(Records provided begins)
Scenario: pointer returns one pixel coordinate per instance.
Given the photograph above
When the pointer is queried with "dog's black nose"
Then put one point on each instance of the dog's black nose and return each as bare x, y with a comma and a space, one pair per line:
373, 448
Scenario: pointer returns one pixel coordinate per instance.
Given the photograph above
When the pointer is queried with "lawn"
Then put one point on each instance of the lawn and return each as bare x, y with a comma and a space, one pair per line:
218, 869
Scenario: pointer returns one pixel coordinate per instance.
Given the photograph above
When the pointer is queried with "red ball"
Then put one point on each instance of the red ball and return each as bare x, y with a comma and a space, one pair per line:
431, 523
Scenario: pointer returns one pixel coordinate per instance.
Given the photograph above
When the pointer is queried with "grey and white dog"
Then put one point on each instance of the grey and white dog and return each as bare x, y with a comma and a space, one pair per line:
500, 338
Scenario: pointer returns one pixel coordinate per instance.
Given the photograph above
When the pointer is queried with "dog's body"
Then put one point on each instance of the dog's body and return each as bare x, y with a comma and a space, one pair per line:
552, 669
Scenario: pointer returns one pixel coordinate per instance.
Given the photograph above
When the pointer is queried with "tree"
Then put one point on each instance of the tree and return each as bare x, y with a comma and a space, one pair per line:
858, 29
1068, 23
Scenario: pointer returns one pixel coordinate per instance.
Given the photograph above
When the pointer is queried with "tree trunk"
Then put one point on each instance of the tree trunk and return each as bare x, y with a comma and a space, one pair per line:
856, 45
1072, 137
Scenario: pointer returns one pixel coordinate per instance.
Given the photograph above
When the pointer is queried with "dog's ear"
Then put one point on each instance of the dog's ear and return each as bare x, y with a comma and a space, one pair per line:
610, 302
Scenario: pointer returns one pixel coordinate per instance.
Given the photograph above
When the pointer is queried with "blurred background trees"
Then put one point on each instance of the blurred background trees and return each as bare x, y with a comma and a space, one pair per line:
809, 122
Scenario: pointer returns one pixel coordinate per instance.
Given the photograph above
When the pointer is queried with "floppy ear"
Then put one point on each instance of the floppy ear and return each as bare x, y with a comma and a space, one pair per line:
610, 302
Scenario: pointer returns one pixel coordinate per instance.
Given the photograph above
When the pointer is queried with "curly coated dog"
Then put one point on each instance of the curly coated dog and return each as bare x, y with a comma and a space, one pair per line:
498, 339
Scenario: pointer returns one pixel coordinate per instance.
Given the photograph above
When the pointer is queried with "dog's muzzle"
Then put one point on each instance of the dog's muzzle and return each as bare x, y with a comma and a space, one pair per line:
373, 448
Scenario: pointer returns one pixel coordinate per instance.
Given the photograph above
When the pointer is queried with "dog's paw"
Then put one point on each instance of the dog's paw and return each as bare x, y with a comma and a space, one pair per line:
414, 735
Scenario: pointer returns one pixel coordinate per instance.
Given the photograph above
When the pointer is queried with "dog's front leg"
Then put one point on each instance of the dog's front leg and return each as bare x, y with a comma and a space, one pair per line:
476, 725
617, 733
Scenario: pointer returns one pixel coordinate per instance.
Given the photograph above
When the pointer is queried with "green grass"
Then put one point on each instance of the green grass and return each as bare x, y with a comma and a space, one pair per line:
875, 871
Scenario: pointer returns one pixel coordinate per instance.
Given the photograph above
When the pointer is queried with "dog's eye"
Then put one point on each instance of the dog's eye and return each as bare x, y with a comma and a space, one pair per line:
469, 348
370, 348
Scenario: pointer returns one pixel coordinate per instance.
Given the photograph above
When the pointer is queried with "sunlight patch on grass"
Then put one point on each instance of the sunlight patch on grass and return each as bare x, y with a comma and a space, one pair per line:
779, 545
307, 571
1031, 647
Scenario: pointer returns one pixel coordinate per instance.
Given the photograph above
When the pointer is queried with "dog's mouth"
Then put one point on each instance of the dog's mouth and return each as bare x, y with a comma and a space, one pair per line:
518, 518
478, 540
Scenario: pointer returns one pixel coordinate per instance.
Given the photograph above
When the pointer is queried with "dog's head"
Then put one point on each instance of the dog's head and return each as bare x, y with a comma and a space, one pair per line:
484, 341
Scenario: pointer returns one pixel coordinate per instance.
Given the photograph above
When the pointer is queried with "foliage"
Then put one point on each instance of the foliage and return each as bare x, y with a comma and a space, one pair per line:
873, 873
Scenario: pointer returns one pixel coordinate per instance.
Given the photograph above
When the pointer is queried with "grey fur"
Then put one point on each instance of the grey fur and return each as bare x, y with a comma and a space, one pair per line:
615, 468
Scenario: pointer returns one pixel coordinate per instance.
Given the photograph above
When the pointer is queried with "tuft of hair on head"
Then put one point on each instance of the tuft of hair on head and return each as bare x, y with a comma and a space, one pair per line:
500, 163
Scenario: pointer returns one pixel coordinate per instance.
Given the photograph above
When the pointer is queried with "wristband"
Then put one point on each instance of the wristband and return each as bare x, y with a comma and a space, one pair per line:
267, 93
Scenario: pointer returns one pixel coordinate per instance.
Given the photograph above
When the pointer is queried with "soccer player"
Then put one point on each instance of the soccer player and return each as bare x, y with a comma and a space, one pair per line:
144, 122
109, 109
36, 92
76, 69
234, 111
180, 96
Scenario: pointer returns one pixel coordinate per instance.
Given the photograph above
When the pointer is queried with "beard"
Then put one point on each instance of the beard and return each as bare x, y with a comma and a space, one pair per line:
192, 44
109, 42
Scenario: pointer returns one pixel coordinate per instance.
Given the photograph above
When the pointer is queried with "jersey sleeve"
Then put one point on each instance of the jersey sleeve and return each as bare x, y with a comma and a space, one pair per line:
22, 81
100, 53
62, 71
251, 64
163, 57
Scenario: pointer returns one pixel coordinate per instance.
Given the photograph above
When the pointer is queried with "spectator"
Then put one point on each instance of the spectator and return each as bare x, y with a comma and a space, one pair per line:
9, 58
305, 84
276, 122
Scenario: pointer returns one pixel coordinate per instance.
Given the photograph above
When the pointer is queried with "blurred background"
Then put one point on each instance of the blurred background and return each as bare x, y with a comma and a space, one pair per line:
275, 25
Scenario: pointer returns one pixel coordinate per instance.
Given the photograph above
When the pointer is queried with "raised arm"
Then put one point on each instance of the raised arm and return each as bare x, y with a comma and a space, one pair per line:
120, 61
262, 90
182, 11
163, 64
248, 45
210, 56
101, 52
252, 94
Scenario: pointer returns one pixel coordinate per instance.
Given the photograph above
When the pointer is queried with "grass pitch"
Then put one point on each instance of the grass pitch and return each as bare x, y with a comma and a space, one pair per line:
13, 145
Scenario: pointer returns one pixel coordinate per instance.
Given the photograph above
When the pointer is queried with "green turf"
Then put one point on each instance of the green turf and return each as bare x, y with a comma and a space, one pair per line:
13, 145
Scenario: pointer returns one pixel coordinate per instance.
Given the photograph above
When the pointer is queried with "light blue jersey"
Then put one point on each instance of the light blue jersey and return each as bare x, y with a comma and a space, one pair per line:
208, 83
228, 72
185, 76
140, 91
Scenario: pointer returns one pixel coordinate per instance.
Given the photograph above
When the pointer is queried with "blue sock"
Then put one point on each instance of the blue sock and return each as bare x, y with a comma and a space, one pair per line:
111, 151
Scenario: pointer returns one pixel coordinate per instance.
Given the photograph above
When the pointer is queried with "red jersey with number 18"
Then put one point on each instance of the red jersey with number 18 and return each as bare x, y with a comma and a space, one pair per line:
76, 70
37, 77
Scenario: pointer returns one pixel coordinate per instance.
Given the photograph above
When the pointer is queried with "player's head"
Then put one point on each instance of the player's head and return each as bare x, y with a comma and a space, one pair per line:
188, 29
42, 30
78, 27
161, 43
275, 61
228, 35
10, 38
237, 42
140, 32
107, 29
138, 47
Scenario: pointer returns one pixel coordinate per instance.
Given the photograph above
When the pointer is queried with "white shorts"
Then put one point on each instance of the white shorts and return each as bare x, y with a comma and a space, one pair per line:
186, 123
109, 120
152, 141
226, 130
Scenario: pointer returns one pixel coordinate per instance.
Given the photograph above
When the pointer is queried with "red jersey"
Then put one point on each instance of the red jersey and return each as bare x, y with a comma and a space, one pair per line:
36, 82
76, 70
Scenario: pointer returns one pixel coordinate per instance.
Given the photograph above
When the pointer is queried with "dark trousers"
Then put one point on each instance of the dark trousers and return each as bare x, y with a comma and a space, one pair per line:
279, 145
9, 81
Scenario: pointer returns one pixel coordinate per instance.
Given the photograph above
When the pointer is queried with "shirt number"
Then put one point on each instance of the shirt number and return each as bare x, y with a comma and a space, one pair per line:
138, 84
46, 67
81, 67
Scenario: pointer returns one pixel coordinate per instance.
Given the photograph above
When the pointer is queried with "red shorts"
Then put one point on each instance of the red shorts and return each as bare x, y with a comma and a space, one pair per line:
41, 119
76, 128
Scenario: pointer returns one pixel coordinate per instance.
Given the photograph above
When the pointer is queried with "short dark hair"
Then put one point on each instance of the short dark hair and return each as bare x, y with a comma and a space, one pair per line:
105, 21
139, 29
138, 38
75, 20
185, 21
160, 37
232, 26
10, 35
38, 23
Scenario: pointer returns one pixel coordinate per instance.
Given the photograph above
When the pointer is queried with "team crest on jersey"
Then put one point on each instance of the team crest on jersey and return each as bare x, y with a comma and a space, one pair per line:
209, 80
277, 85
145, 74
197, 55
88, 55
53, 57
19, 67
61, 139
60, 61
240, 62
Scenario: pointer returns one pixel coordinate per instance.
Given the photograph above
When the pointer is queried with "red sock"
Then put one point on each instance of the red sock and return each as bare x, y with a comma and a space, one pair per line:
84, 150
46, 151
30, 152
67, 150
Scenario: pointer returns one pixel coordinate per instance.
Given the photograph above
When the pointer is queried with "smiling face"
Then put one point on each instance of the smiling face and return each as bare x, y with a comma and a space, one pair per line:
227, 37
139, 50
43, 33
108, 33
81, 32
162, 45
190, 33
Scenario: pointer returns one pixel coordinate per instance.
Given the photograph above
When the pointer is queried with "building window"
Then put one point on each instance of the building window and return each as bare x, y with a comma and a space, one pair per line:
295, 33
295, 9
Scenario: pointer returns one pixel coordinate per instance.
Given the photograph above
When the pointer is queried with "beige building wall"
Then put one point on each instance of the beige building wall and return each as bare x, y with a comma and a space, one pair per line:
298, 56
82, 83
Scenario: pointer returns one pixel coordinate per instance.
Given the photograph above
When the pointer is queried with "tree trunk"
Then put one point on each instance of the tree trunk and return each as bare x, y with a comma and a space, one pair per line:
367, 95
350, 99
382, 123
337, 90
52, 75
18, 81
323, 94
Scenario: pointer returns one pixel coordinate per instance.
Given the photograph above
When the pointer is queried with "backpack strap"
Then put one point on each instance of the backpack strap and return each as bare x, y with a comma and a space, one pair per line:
(Records provided ends)
*Your goal:* Please filter the data down to the lines containing the word "backpack".

*Response to the task:*
When the pointer is queried with "backpack strap"
Then put one point on each instance of the backpack strap and return each as bare x, y with a comma and a space, one pair per line:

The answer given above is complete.